**EXTRACT PROVIDED:**

┄┄┄┄┄┄┄┄┄┄

BOSTON (CBS) - It was an explosion of patients that critical care Doctor Carolyn D'Ambrosio had never seen before. "March 10 or 11 everything was fine," D'Ambrosio said. "A week or two later hundreds were in the hospital with coronavirus."

Even as the number of hospitalizations for the virus in Massachusetts steadily declines, she still describes war-like trauma unprecedented in her more than 20-year career. "This one is more like a triage officer in a war," she explained. "Have to go see what's acute, fix that and move onto the next patient."

The sheer volume of sick patients has meant both she and her staff in the ICU at Brigham and Women's Hospital have to move quickly to stabilize patients, and then she says the second-guessing comes. "You have great angst, what did I miss? If I had more time would I have caught something," she said.

Carolyn D'Ambrosio
Dr. Carolyn D'Ambrosio (WBZ-TV)

Health care workers continue to go through some of the most heartbreaking moments of the pandemic, including losing the personal connection with patients' families. "I'm a hugger. I'm somebody who hugs a family member when telling them their loved one is not doing well, or after a loved one passed away," D'Ambrosio said. "I talk to them and put my arm around people, now it's a brief phone call and that doesn't feel right."

┄┄┄┄┄┄┄┄┄┄

**WHAT THIS TASK INVOLVES:** Can you pick up the article about Dr. Carolyn D'Ambrosio's ICU work during the coronavirus surge and write what comes next?

Natural-language object grounding items:
┄┄┄┄┄┄┄┄┄┄

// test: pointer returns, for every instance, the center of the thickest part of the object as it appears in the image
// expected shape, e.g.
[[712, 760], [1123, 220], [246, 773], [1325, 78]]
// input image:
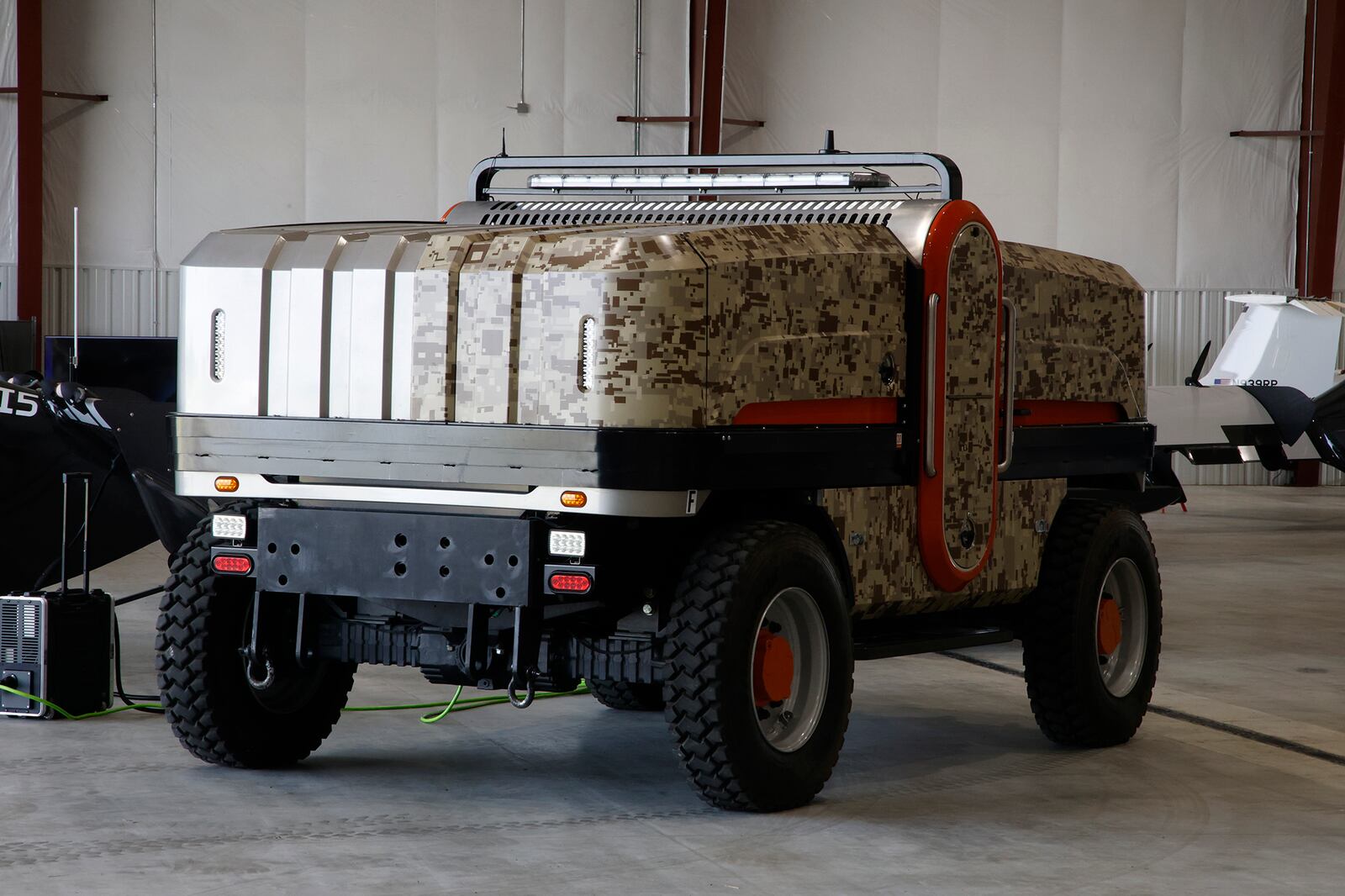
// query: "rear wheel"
[[225, 709], [1093, 629], [760, 667], [625, 694]]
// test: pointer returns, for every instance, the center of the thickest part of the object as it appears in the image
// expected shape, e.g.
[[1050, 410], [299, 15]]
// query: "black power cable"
[[129, 700]]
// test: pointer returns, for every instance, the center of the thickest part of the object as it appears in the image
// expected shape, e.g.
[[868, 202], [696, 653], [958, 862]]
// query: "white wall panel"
[[1091, 127], [8, 145], [1120, 124], [868, 69], [113, 302], [1242, 67], [8, 293], [1004, 132], [98, 155]]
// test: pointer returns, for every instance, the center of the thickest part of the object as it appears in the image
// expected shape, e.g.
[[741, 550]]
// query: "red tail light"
[[232, 564], [571, 582]]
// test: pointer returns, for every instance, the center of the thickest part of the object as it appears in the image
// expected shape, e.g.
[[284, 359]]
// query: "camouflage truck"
[[699, 439]]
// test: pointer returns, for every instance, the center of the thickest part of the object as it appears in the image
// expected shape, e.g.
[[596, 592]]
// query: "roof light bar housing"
[[844, 172]]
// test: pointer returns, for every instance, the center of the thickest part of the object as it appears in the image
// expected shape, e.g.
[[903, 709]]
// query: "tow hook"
[[529, 693]]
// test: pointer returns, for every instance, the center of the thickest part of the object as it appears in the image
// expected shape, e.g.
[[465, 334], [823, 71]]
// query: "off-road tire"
[[1060, 656], [713, 623], [625, 694], [202, 681]]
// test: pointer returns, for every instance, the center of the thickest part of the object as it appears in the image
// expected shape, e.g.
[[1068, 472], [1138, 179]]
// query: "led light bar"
[[568, 544], [571, 582], [674, 182], [230, 526]]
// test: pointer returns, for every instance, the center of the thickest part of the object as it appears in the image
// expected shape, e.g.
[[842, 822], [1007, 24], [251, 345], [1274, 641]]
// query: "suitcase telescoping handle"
[[65, 526]]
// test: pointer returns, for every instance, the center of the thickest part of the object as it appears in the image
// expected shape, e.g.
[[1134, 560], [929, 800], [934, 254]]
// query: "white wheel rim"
[[1121, 669], [789, 724]]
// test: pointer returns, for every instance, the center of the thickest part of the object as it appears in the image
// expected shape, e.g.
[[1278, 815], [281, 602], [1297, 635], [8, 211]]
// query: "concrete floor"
[[945, 783]]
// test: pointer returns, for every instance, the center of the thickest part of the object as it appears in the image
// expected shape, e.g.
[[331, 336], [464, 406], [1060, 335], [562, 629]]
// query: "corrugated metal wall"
[[113, 302], [1177, 324]]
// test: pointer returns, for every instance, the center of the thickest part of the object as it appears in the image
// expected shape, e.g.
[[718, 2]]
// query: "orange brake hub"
[[773, 669], [1109, 626]]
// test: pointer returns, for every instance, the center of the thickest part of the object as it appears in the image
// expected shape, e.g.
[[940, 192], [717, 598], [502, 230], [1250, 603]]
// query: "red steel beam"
[[709, 27], [1322, 151], [29, 44]]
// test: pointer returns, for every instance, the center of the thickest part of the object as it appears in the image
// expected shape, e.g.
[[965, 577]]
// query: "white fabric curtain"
[[8, 156]]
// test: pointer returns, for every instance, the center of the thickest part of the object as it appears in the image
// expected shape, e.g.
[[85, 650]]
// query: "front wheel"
[[224, 708], [1093, 629], [760, 667]]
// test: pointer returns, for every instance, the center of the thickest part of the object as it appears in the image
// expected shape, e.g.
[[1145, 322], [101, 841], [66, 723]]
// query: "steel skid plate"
[[404, 556]]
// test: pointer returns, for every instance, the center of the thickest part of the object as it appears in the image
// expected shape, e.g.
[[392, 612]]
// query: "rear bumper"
[[400, 556]]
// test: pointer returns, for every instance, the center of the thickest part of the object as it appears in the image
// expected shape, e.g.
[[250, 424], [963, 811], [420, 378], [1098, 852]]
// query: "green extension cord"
[[451, 705]]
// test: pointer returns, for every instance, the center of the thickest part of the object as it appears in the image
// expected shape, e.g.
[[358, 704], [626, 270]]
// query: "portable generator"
[[58, 645]]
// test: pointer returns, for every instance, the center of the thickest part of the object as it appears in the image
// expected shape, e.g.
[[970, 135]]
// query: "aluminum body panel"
[[316, 320]]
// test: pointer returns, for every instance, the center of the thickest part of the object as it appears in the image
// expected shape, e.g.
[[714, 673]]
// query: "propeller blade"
[[1194, 380]]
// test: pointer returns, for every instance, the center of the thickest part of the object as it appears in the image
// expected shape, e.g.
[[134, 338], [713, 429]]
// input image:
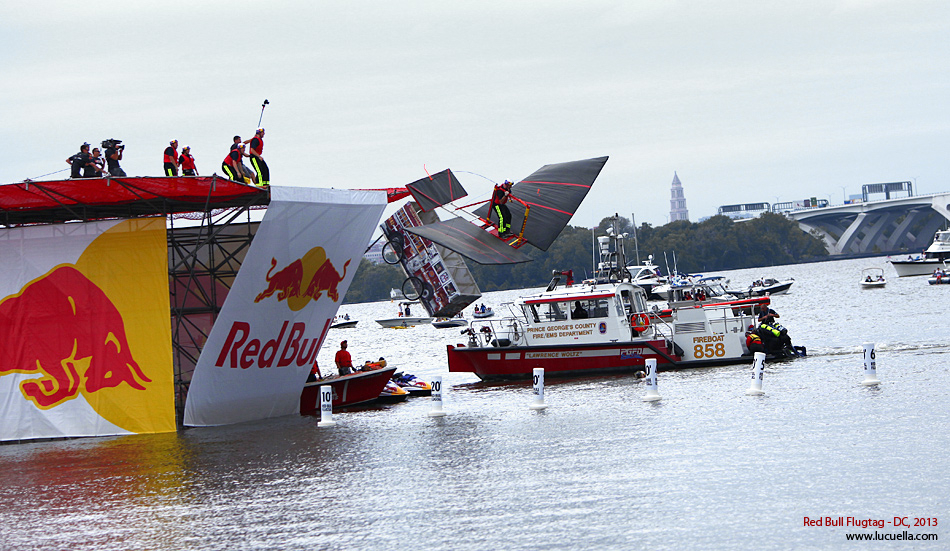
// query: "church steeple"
[[677, 201]]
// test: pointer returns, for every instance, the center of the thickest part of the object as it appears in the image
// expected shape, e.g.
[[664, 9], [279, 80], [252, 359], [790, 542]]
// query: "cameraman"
[[79, 161], [113, 156]]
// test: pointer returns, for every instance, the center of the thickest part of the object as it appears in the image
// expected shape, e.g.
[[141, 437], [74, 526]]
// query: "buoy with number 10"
[[870, 365], [652, 395], [538, 377], [757, 363], [436, 410], [326, 406]]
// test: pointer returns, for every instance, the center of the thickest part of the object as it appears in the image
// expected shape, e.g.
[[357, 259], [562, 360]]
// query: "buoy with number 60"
[[652, 395], [326, 406], [436, 410], [870, 365], [538, 378], [757, 364]]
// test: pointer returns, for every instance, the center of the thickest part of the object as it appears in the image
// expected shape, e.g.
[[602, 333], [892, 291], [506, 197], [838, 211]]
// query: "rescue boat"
[[604, 327]]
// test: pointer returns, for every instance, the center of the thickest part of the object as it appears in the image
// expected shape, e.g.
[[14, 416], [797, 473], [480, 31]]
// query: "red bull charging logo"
[[303, 280], [63, 327]]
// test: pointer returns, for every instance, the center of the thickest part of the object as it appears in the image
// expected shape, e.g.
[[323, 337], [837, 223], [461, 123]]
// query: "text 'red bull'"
[[288, 281], [240, 351], [65, 328]]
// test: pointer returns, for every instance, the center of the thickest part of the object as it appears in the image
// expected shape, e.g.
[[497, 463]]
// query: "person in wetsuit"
[[498, 205]]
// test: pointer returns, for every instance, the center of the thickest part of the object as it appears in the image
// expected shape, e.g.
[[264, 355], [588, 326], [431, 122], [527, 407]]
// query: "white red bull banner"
[[84, 330], [276, 316]]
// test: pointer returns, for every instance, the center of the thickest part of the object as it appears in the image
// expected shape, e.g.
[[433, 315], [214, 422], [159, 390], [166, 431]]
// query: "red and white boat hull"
[[512, 363], [348, 390]]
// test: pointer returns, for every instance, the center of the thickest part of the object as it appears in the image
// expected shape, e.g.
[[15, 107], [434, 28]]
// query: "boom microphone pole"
[[263, 105]]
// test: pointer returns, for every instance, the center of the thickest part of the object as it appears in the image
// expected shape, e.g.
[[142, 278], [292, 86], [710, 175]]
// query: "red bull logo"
[[64, 327], [303, 280]]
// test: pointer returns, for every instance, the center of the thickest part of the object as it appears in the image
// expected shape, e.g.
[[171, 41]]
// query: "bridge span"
[[906, 224]]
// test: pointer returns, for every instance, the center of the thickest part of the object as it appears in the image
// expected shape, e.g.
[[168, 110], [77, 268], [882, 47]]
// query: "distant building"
[[677, 201]]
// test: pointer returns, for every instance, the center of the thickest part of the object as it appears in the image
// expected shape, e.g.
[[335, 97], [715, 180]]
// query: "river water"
[[706, 467]]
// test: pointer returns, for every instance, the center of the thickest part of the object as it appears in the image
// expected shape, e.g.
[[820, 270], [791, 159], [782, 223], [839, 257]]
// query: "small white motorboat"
[[444, 323], [343, 322], [941, 276], [872, 278]]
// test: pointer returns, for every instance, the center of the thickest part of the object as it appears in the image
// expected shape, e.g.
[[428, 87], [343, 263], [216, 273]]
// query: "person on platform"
[[171, 159], [344, 363], [498, 205], [79, 161], [579, 312], [231, 166], [113, 156], [260, 167], [97, 164], [187, 162], [767, 315]]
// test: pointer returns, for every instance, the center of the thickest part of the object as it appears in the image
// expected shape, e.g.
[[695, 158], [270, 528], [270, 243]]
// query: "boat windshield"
[[586, 308]]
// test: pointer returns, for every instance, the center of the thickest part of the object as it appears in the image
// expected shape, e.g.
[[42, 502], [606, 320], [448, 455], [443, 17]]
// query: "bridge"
[[906, 224]]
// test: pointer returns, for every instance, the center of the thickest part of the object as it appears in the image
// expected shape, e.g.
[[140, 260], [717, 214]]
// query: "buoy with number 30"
[[652, 395], [538, 378], [757, 364], [870, 365]]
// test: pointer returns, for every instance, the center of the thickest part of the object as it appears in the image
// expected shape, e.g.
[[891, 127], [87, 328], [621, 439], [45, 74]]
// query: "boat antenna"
[[263, 105], [593, 250], [636, 243]]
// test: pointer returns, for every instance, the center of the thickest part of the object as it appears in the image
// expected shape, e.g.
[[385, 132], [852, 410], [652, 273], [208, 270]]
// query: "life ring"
[[640, 322]]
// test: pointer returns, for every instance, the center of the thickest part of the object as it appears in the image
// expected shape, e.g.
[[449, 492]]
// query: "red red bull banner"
[[277, 314], [84, 329]]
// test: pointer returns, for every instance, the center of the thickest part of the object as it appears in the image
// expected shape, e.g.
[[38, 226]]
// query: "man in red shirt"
[[231, 166], [257, 148], [187, 162], [343, 361], [171, 159], [498, 199]]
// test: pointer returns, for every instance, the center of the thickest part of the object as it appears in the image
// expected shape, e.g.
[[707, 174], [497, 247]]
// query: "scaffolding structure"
[[210, 224]]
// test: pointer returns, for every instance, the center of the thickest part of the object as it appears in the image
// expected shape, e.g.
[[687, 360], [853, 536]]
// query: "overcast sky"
[[745, 101]]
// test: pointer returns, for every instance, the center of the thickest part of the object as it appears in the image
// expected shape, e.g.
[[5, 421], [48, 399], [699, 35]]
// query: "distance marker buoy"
[[326, 406], [652, 395], [538, 377], [436, 410], [757, 364], [870, 365]]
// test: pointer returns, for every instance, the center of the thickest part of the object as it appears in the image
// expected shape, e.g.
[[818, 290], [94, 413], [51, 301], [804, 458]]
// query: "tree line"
[[715, 244]]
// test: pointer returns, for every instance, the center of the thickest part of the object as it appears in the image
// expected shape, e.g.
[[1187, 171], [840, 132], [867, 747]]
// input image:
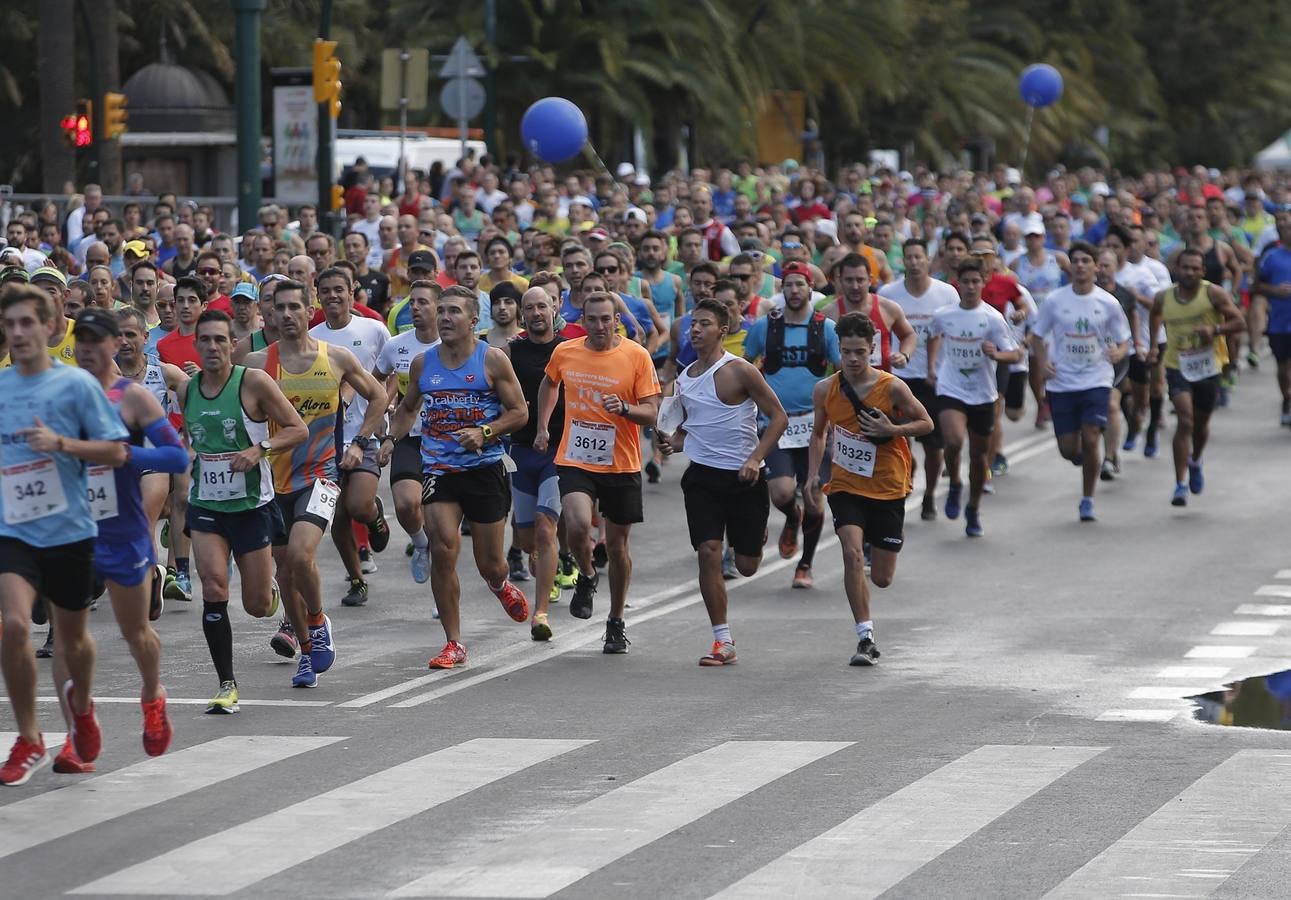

┄┄┄┄┄┄┄┄┄┄

**TASK RESPONSE:**
Typically, Dr. D'Ambrosio says she's not treating a lot of elderly patients considered the most vulnerable to the disease, but many in their fifties and sixties. She says death is an almost daily experience. "We have several deaths in a day sometimes," she said. "There was a day a few weeks ago where we had five deaths and that's really hard for everybody."

They try to lift each other up with inspiring messages of strength. Now two months into the crisis Dr. D'Ambrosio says they have learned a lot about treatment, but she says the medical community is bracing for the state's gradual reopening. "I do think from what I can tell it's going to ramp up again unless we have a vaccine or treatment by then," she said.